** SOURCE MATERIAL **
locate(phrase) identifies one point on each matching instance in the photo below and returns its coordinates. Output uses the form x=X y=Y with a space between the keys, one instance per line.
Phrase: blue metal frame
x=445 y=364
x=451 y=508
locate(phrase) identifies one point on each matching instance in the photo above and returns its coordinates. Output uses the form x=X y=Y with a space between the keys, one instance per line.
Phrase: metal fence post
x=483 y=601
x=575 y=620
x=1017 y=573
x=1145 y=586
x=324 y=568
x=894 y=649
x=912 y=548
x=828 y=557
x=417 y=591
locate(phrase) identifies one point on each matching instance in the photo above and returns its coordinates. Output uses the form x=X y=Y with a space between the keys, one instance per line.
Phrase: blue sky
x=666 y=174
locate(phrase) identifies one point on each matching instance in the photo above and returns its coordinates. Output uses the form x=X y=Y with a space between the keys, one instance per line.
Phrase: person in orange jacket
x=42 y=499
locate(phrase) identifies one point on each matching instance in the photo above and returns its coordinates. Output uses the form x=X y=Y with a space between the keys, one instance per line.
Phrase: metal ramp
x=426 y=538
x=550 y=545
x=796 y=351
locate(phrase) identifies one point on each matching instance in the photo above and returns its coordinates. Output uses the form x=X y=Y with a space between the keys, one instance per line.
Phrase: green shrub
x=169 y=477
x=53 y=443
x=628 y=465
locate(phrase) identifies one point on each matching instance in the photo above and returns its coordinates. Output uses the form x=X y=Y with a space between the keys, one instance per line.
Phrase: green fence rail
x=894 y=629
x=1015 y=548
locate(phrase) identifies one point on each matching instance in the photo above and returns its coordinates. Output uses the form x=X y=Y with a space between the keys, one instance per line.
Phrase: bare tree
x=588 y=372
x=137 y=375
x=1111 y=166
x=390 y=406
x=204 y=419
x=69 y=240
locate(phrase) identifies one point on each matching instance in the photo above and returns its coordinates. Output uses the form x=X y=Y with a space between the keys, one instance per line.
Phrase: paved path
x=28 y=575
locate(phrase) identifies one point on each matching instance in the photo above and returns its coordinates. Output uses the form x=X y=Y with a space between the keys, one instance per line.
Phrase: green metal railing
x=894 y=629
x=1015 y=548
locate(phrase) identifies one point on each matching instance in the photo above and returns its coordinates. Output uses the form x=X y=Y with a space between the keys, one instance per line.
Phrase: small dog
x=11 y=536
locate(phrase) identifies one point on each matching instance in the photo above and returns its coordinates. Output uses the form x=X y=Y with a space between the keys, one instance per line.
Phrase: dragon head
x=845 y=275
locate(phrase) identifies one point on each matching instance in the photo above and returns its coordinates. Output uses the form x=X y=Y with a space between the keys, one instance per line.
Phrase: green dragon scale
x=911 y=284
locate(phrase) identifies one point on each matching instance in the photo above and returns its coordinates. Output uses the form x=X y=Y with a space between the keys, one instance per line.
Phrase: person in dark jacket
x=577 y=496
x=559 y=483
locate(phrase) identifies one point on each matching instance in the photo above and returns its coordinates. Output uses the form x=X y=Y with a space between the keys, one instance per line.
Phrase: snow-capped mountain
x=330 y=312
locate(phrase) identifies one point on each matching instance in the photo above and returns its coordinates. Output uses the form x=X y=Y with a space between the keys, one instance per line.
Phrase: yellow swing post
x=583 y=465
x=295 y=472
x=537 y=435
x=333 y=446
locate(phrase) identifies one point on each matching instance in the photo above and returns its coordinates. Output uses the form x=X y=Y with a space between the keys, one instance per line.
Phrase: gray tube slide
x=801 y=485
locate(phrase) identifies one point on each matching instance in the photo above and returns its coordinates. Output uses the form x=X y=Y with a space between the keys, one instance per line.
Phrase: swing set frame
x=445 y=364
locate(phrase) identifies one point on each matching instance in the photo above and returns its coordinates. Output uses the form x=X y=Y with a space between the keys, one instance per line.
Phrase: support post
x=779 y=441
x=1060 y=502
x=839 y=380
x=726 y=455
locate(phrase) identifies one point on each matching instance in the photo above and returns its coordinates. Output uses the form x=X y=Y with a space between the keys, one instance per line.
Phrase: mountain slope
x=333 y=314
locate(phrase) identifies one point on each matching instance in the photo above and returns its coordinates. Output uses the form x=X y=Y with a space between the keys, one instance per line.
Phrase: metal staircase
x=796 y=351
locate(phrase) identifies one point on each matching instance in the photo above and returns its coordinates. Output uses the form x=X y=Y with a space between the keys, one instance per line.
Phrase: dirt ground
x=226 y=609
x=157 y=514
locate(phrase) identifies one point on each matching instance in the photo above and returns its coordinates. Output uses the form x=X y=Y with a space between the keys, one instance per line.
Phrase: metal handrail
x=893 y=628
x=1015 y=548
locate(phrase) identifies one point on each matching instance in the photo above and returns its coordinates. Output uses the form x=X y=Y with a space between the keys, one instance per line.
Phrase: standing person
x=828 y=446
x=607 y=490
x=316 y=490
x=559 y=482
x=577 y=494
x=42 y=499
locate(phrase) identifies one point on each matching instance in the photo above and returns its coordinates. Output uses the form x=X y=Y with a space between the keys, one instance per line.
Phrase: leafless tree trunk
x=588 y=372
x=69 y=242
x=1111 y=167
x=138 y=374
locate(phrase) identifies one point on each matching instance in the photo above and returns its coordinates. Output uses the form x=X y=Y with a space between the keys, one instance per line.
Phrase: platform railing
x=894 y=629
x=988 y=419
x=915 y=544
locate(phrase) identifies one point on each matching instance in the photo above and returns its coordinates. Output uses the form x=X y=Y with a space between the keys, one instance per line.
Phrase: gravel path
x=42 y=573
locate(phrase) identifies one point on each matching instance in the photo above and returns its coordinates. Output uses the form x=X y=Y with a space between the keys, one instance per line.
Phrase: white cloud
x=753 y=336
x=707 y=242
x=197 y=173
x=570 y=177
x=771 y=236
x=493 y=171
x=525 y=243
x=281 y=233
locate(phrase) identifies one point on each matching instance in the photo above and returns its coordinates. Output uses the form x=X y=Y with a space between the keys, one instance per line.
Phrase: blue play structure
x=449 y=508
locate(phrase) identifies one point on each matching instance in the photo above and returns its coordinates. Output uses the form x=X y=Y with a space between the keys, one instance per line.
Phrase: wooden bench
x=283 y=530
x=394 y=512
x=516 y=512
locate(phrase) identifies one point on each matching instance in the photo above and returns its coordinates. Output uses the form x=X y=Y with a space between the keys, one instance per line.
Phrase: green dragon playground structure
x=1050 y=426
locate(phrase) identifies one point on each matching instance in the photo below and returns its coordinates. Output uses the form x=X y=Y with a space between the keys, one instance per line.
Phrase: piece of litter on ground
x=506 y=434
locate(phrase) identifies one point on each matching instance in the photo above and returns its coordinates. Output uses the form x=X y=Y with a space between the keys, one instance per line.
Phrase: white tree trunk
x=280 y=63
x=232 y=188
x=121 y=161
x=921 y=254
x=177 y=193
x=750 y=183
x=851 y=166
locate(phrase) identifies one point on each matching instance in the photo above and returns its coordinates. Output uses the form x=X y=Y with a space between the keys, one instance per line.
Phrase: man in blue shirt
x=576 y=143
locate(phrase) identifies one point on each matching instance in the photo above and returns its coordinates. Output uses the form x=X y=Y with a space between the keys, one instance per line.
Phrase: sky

** TASK STATEMENT **
Set down the listing above in full, please, exactly as it appears.

** WRITTEN ANSWER **
locate(phrase) identifies one point on each matching instance in the photo below and returns its coordinates. Output uses the form x=X y=Y with a space between the keys, one instance per line.
Phrase: blue metal frame
x=445 y=364
x=451 y=508
locate(phrase) identifies one point on each matching instance in the photo above and returns its coordinates. Output uses the form x=X y=Y with a space between the keys, one instance per line.
Phrase: metal fence post
x=483 y=601
x=575 y=620
x=1017 y=573
x=1145 y=586
x=324 y=568
x=894 y=649
x=912 y=548
x=828 y=557
x=417 y=591
locate(phrase) identifies one point on each matching instance in the photo above and returns its coordinates. Output uses the form x=X y=Y with a space between the keys, one instance per line.
Phrase: blue sky
x=666 y=174
locate(phrase) identifies one point on each matching instance in the photo above and returns its coordinates. Output uses the form x=X y=Y with a space between the keys, one instance per line.
Phrase: person in orange jacket
x=42 y=499
locate(phrase) identifies one point on each matching instance in the photo above and returns its coordinates. Output uses the form x=X y=Y with a space between the keys, one instance per line.
Phrase: metal ramp
x=426 y=538
x=550 y=545
x=796 y=351
locate(phrase) identifies one point on each matching instance in the photo above and returns its coordinates. Output uses the form x=X y=Y with a space between the keys, one instance per line.
Phrase: green shrub
x=169 y=477
x=53 y=443
x=628 y=465
locate(phrase) identifies one point on each matching instance in the photo above and returns its coordinates. Output uses the form x=X y=Y with a space between the keys, one instance per line.
Phrase: green fence rail
x=894 y=629
x=1015 y=548
locate(phrase) identifies one point on each matching instance in the photo above and returns its coordinates. Output uses the form x=X y=Y with a space between the keys, one instance per line.
Phrase: bare tree
x=588 y=372
x=137 y=375
x=1111 y=166
x=390 y=406
x=204 y=419
x=69 y=240
locate(phrase) identifies one point on each matching instance in the photo above and returns its coordinates. Output uses the form x=X y=Y with a space between the keys, one instance per line.
Phrase: paved path
x=28 y=575
locate(phrase) identifies one point on each matching instance in the photo above and returns its coordinates. Output uses the form x=X y=Y with a space between the keys, one instance per line.
Phrase: green metal railing
x=894 y=629
x=1015 y=548
locate(phrase) identifies one point on each matching instance in the photo above and returns its coordinates. Output uses the form x=X y=Y with a space between the keys, one instance per line.
Phrase: small dog
x=11 y=536
locate(phrase) identifies one point on each matching instance in the photo above and returns its coordinates. Output uses the form x=X y=Y with a space between the keys, one instance per line.
Phrase: dragon head
x=845 y=275
locate(phrase) identifies one point on each matching instance in the photo above and returns its coordinates. Output uses the form x=X y=Y with a space between the keys, one instance per line.
Phrase: green dragon scale
x=911 y=284
locate(phrase) identifies one point on each matching instance in the photo above and returns its coordinates. Output uses the form x=X y=Y with a space between the keys, one instance per line.
Phrase: person in dark jacket
x=577 y=496
x=559 y=483
locate(phrase) identifies one point on each matching instance in the photo above and returns its coordinates. Output uses the form x=X y=Y with a space between the keys, one instance per line.
Phrase: snow-capped mountain
x=330 y=312
locate(phrase) identifies one point on each matching instance in the photo above and returns its coordinates. Output uses the form x=X y=Y with a space between the keys, one instance per line.
Phrase: yellow swing post
x=583 y=465
x=295 y=472
x=537 y=435
x=333 y=446
locate(phrase) identifies one point on each matching instance in the photo above and returns its coordinates. Output uses the form x=X y=Y with a space between the keys, one instance per line.
Phrase: gray tube slide
x=801 y=485
locate(phrase) identifies one point on each matching instance in the photo above and returns its coordinates. Output uses the form x=X y=Y with a space between the keys, one instance per line.
Phrase: swing set frame
x=445 y=364
locate(phrase) identifies one point on each matching instance in the photo above and returns its coordinates. Output uses the form x=X y=Y with a space between the keys, one instance per line.
Phrase: support post
x=779 y=441
x=1060 y=502
x=839 y=380
x=726 y=455
locate(phrase) identifies one point on each matching instance in the photo above and returns its coordinates. Output uses the form x=X y=Y with a space between the keys, one instance per line.
Phrase: mountain slope
x=333 y=314
locate(phrase) identifies one point on each matching instance in the photo above and returns its coordinates. Output uses the form x=X y=Y with a space between the keys, one instance per line.
Phrase: metal staircase
x=796 y=351
locate(phrase) identifies one point on each matching instance in the photo above and returns its coordinates. Output uses the form x=X y=Y with a space between the keys, one instance per line.
Phrase: dirt ground
x=226 y=609
x=157 y=514
locate(phrase) identifies one point on each matching instance in the photo above and returns its coordinates. Output uses the form x=X y=Y with a space between the keys, one instance per line.
Phrase: metal handrail
x=893 y=628
x=1015 y=548
locate(phrase) identifies one point on each matching instance in the photo above and returns its coordinates. Output uses the form x=X y=Y with a space between the keys, one instance per line.
Phrase: standing person
x=828 y=446
x=607 y=490
x=316 y=490
x=559 y=482
x=577 y=494
x=42 y=499
locate(phrase) identifies one point on each matching instance in the photo above and returns its coordinates. Output uses the form x=X y=Y with a space between the keys, one instance per line.
Phrase: leafless tree trunk
x=588 y=372
x=69 y=242
x=1111 y=167
x=138 y=374
locate(phrase) identifies one point on each matching instance in the photo above and returns its coordinates. Output uses the form x=X y=Y with a space between the keys, one instance per line.
Phrase: platform railing
x=894 y=629
x=988 y=419
x=915 y=544
locate(phrase) identifies one point on each matching instance in the photo above and returns its coordinates. Output uses the form x=X y=Y with a space between the keys, one instance per line.
Phrase: gravel path
x=42 y=573
locate(phrase) identifies one point on each matching instance in the photo above and returns its coordinates. Output uses the form x=X y=Y with a space between the keys, one instance per line.
Phrase: white cloud
x=753 y=336
x=707 y=242
x=197 y=173
x=570 y=177
x=771 y=236
x=493 y=171
x=525 y=243
x=281 y=233
locate(phrase) identifies one point on each matching instance in the photo above and returns its coordinates. Output uses the form x=X y=Y with a space between the keys, one instance per line.
Phrase: blue play structure
x=449 y=508
locate(phrase) identifies one point on each matching instance in the photo above and returns its coordinates. Output uses the form x=X y=Y with a space between the keys, one instance per line.
Phrase: wooden bench
x=283 y=530
x=394 y=512
x=516 y=512
locate(phrase) identifies one point on each matching instance in the photo above and returns its coordinates. Output uses the form x=X y=Y with a space between the keys, one instance per line.
Phrase: green dragon playground structure
x=1050 y=426
locate(phrase) identifies one point on each matching instance in the photo below and returns its coordinates. Output uses the form x=X y=Y with a space between the keys, one instance per line.
Phrase: piece of litter on ground
x=506 y=434
locate(phrase) identifies one point on each matching instance in the photo above and returns its coordinates. Output uses the form x=X y=Y with a space between the keys, one instance per line.
Phrase: white tree trunk
x=280 y=63
x=232 y=188
x=121 y=161
x=921 y=254
x=177 y=193
x=750 y=183
x=851 y=166
locate(phrase) identifies one point on each matching instance in the photo above and returns its coordinates. Output uses the form x=X y=Y with a space between the keys, one instance per line.
Phrase: man in blue shirt
x=576 y=143
locate(phrase) identifies one point on each matching instance in the photo above and returns its coordinates. Output uses the form x=X y=Y with a space between the keys, one instance per line.
Phrase: sky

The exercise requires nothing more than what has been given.